Prompt:
Collect every line in the data below that contains the word "neck", and copy each of those lines unchanged.

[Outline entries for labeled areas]
◆ ◆ ◆ ◆
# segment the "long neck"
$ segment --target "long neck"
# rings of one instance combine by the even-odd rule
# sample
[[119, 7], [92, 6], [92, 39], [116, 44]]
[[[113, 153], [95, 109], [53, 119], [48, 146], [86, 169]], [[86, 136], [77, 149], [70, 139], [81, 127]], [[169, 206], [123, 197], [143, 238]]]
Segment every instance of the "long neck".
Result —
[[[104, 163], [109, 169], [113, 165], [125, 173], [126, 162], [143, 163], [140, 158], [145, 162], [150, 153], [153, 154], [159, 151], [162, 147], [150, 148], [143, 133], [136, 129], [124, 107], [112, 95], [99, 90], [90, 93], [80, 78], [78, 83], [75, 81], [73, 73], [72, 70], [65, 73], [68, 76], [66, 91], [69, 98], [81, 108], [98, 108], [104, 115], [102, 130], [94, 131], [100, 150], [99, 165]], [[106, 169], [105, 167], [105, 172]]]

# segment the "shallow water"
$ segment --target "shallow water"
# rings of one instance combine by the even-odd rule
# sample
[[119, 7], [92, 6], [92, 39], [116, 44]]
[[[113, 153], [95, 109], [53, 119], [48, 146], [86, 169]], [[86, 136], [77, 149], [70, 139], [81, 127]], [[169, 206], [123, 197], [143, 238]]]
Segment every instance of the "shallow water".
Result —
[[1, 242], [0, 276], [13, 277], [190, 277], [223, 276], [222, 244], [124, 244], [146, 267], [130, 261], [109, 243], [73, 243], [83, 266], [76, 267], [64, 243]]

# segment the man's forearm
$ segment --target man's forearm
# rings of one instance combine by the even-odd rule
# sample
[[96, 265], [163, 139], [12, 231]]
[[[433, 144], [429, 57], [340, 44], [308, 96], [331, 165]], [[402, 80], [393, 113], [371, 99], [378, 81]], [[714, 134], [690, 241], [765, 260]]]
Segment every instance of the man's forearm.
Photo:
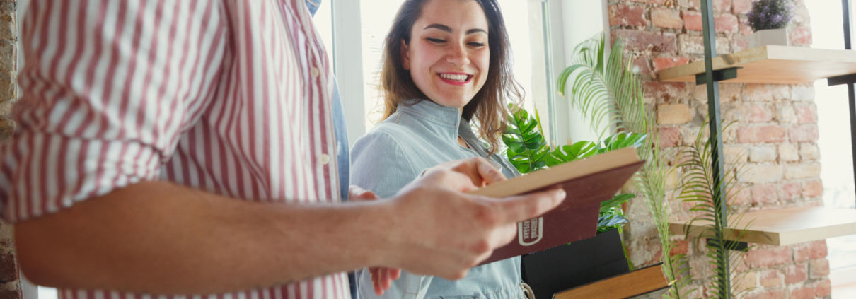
◆ ◆ ◆ ◆
Result of the exercise:
# segment the "long neck"
$ segment --target "long neck"
Segment every instance of the "long neck".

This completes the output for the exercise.